= AIM =
Begin at the line that holds "Identify each instance of the rocky outcrop" and copy each line exactly until the data below ends, including that last line but no pictures.

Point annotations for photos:

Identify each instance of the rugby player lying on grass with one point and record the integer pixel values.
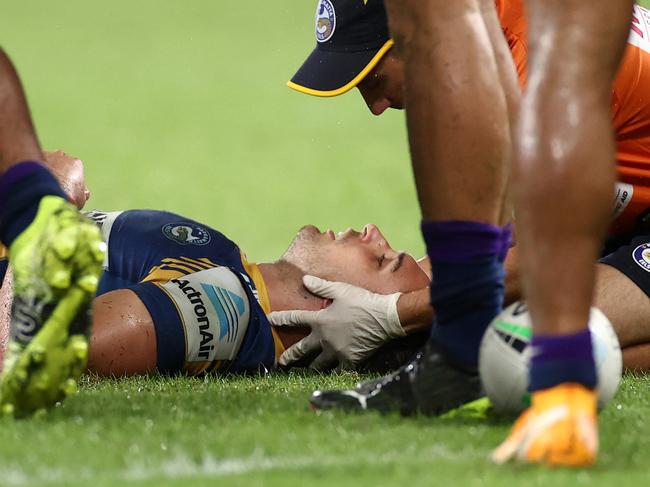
(177, 295)
(361, 54)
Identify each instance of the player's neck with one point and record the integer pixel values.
(286, 291)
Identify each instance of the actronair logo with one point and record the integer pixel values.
(229, 307)
(214, 309)
(201, 314)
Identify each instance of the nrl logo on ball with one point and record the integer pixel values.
(186, 233)
(325, 21)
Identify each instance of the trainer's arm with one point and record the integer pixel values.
(414, 311)
(17, 136)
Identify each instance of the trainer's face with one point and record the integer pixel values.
(383, 87)
(364, 259)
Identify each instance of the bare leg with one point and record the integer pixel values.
(18, 140)
(625, 304)
(457, 111)
(123, 340)
(564, 171)
(563, 182)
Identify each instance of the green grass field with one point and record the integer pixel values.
(182, 106)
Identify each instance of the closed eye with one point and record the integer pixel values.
(398, 261)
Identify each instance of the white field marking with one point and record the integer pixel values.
(182, 467)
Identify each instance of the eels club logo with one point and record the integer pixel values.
(186, 233)
(641, 256)
(325, 21)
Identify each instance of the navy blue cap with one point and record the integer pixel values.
(351, 38)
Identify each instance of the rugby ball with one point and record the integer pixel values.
(505, 355)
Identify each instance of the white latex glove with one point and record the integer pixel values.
(348, 331)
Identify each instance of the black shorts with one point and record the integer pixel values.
(631, 256)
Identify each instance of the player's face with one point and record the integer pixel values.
(383, 87)
(364, 259)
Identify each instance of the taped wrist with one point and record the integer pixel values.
(22, 187)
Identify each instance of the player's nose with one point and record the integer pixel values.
(372, 234)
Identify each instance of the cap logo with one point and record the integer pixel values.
(325, 21)
(641, 256)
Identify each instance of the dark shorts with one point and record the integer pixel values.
(630, 255)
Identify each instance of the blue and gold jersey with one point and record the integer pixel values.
(207, 302)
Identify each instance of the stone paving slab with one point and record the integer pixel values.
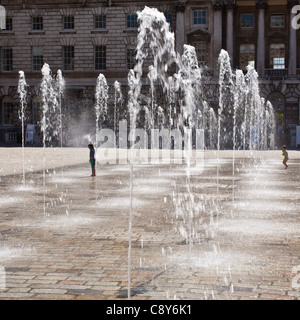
(67, 237)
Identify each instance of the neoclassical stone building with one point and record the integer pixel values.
(85, 37)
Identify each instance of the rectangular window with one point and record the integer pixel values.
(7, 62)
(130, 58)
(8, 113)
(37, 58)
(277, 20)
(100, 58)
(100, 22)
(68, 22)
(132, 21)
(37, 23)
(247, 20)
(68, 58)
(247, 56)
(199, 17)
(277, 56)
(8, 24)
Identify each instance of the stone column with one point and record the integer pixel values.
(230, 4)
(292, 67)
(217, 33)
(180, 34)
(260, 61)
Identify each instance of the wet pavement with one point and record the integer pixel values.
(214, 235)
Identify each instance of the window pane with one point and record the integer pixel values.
(199, 17)
(8, 113)
(100, 57)
(68, 22)
(37, 58)
(132, 21)
(68, 57)
(277, 56)
(247, 20)
(201, 50)
(169, 18)
(130, 58)
(8, 24)
(7, 59)
(277, 20)
(247, 56)
(100, 22)
(37, 23)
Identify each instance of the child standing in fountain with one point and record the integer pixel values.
(92, 159)
(285, 156)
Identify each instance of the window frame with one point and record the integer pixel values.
(249, 15)
(250, 51)
(65, 58)
(37, 23)
(197, 20)
(102, 18)
(132, 21)
(283, 48)
(4, 105)
(277, 15)
(68, 22)
(35, 63)
(130, 56)
(97, 50)
(3, 56)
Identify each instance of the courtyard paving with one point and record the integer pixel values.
(215, 235)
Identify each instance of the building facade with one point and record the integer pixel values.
(86, 37)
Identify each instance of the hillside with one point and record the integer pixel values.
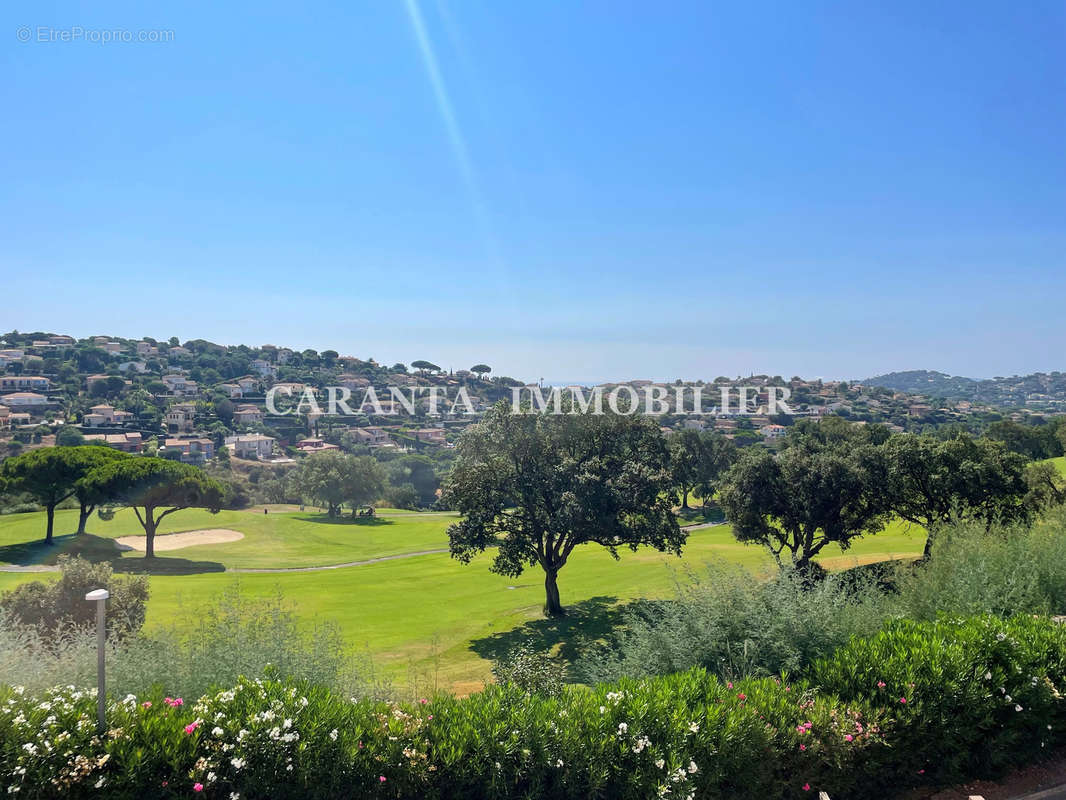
(1039, 390)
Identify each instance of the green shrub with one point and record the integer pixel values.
(54, 607)
(233, 636)
(730, 623)
(969, 698)
(845, 731)
(530, 670)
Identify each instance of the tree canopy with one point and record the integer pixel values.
(535, 486)
(803, 499)
(147, 484)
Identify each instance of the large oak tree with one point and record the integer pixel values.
(155, 489)
(536, 486)
(803, 499)
(931, 481)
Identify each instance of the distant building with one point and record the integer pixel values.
(193, 450)
(18, 383)
(251, 446)
(430, 435)
(180, 417)
(773, 431)
(125, 442)
(371, 436)
(23, 399)
(315, 445)
(101, 415)
(247, 415)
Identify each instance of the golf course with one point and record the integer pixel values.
(403, 598)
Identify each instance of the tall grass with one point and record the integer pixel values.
(733, 624)
(233, 636)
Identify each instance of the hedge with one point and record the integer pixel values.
(919, 703)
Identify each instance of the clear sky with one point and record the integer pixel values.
(563, 190)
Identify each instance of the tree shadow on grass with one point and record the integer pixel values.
(100, 549)
(326, 520)
(584, 625)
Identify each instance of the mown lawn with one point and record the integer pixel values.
(430, 614)
(273, 540)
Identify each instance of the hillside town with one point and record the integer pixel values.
(196, 400)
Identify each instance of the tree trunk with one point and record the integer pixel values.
(83, 513)
(552, 607)
(149, 533)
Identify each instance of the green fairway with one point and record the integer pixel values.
(273, 540)
(429, 612)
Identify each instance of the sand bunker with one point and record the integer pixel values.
(177, 541)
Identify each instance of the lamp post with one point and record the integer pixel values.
(100, 595)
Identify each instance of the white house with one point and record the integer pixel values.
(100, 415)
(773, 431)
(247, 415)
(262, 368)
(23, 399)
(251, 446)
(17, 383)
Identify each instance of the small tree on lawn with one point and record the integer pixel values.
(156, 489)
(535, 486)
(803, 499)
(89, 493)
(931, 481)
(697, 460)
(48, 475)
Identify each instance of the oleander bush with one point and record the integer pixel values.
(919, 702)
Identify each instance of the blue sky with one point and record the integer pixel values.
(563, 190)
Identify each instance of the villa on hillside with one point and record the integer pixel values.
(773, 431)
(247, 415)
(315, 445)
(251, 446)
(193, 450)
(23, 399)
(20, 383)
(125, 442)
(180, 417)
(100, 415)
(430, 435)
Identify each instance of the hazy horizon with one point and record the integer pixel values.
(613, 190)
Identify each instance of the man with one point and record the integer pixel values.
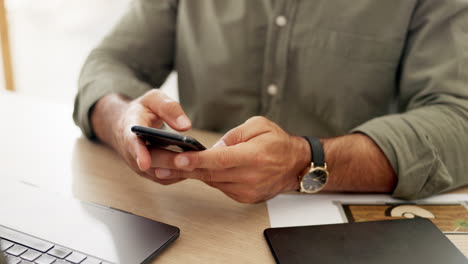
(383, 84)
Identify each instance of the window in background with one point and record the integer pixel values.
(50, 40)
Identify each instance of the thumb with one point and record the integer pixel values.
(243, 133)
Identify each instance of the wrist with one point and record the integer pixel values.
(106, 116)
(302, 159)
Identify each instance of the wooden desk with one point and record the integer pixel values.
(40, 145)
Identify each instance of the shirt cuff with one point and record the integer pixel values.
(414, 158)
(91, 93)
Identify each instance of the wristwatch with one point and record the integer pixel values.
(315, 176)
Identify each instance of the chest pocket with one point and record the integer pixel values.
(343, 79)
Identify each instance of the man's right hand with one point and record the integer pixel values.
(113, 116)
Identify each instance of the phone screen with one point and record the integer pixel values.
(167, 140)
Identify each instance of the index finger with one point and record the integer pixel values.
(167, 109)
(216, 158)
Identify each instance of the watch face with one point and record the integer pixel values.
(314, 181)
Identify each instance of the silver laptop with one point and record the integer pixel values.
(41, 227)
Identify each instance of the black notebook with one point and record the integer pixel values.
(392, 241)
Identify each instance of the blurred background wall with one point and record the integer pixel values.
(50, 40)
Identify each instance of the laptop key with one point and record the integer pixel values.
(90, 260)
(45, 259)
(12, 259)
(16, 250)
(61, 261)
(5, 244)
(30, 255)
(59, 252)
(26, 240)
(75, 257)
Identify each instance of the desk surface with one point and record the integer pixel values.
(42, 146)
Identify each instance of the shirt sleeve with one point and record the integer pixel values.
(135, 57)
(427, 142)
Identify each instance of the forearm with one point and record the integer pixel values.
(357, 164)
(106, 115)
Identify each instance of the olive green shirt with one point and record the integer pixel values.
(396, 70)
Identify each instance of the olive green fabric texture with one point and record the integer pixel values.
(394, 70)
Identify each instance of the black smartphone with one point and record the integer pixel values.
(168, 140)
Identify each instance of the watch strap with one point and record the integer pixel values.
(316, 149)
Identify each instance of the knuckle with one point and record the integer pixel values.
(151, 94)
(223, 159)
(170, 107)
(260, 160)
(259, 120)
(251, 196)
(252, 180)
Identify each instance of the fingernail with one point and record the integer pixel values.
(181, 161)
(219, 143)
(162, 173)
(183, 121)
(138, 163)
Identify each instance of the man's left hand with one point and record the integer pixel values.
(251, 163)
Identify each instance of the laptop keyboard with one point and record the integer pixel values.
(24, 249)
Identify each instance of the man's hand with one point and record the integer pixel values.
(251, 163)
(114, 115)
(258, 160)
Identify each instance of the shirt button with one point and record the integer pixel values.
(272, 89)
(281, 21)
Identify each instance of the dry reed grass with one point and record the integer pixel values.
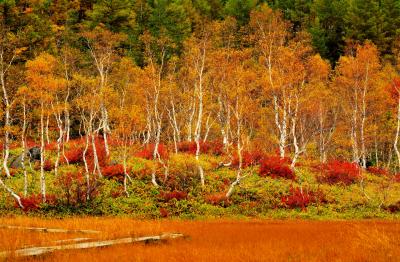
(219, 240)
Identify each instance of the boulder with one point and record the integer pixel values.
(17, 162)
(34, 153)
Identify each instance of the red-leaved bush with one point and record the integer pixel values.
(208, 147)
(74, 156)
(75, 153)
(33, 202)
(249, 158)
(301, 198)
(339, 172)
(164, 212)
(48, 165)
(114, 171)
(147, 152)
(178, 195)
(218, 199)
(378, 171)
(276, 167)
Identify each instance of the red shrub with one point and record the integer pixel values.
(74, 156)
(208, 147)
(178, 195)
(48, 165)
(75, 153)
(101, 154)
(187, 147)
(74, 188)
(51, 146)
(339, 172)
(274, 166)
(378, 171)
(218, 199)
(249, 158)
(301, 198)
(147, 152)
(114, 171)
(33, 202)
(164, 212)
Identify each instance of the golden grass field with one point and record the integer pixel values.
(216, 240)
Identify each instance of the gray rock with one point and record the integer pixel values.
(17, 162)
(34, 153)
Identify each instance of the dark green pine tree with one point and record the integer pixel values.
(327, 28)
(391, 25)
(240, 9)
(364, 21)
(116, 15)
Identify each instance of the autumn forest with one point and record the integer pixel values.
(219, 129)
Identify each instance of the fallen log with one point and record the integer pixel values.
(51, 230)
(35, 251)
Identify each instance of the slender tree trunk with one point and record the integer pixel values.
(6, 124)
(239, 150)
(281, 125)
(47, 129)
(23, 134)
(396, 138)
(42, 155)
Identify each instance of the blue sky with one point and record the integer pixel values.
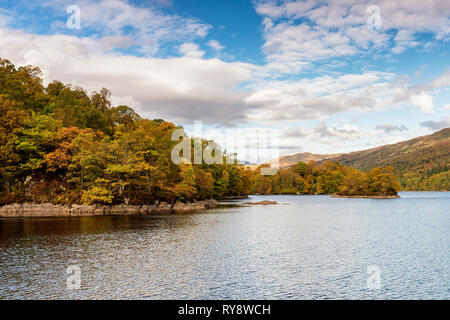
(329, 76)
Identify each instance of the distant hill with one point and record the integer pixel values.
(421, 163)
(287, 161)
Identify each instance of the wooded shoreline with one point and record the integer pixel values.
(30, 210)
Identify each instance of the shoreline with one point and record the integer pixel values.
(45, 210)
(367, 197)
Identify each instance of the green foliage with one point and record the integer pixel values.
(59, 144)
(327, 178)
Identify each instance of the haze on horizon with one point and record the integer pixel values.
(328, 76)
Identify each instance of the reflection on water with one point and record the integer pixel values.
(314, 248)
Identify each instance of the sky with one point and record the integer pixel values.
(328, 76)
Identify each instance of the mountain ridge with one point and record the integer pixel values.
(421, 163)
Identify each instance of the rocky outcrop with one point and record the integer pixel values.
(367, 197)
(261, 203)
(50, 210)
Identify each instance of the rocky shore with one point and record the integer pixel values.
(367, 197)
(30, 210)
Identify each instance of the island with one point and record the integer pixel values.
(67, 152)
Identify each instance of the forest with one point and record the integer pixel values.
(328, 178)
(62, 145)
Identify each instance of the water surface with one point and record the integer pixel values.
(308, 247)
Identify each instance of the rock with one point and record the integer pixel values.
(50, 210)
(261, 203)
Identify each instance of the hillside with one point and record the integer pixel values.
(287, 161)
(421, 163)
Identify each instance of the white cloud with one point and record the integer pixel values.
(436, 125)
(389, 127)
(423, 101)
(191, 50)
(177, 89)
(297, 32)
(150, 28)
(214, 44)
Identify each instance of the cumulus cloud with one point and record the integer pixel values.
(214, 44)
(320, 97)
(149, 28)
(297, 32)
(191, 50)
(389, 127)
(178, 89)
(436, 125)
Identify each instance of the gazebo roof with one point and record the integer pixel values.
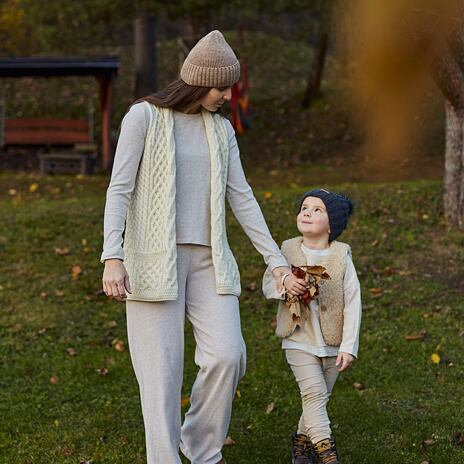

= OUTPUT FOR THIS EXERCISE =
Identify each instance of the rocky outcrop with one point and record the integer pixel values.
(367, 197)
(261, 203)
(50, 210)
Identify each instance of the rocky shore with one point and record the integer pixel values.
(367, 197)
(30, 210)
Identify each instance of the island with one point and record the integer pixel values.
(67, 152)
Identify each instance of the forest with one point and record the integer pixel values.
(328, 178)
(62, 145)
Identify each instance of the water surface with one point and record the integer pixel values.
(308, 247)
Identify each instance of the rock with one point and record the integer pixel values.
(50, 210)
(261, 203)
Identify each instance of the hillside with one point and record the integer pixel values.
(287, 161)
(421, 163)
Identify each instance of the white cloud with one point and record the integer pixel values.
(436, 125)
(389, 127)
(423, 101)
(191, 50)
(177, 89)
(297, 32)
(150, 28)
(214, 44)
Identify each instance of the cumulus cloud with one point and record the integer pixel values.
(214, 44)
(320, 97)
(149, 28)
(297, 32)
(191, 50)
(389, 127)
(178, 89)
(436, 125)
Identify each instance of the gazebo roof with one point and record the integer pixel values.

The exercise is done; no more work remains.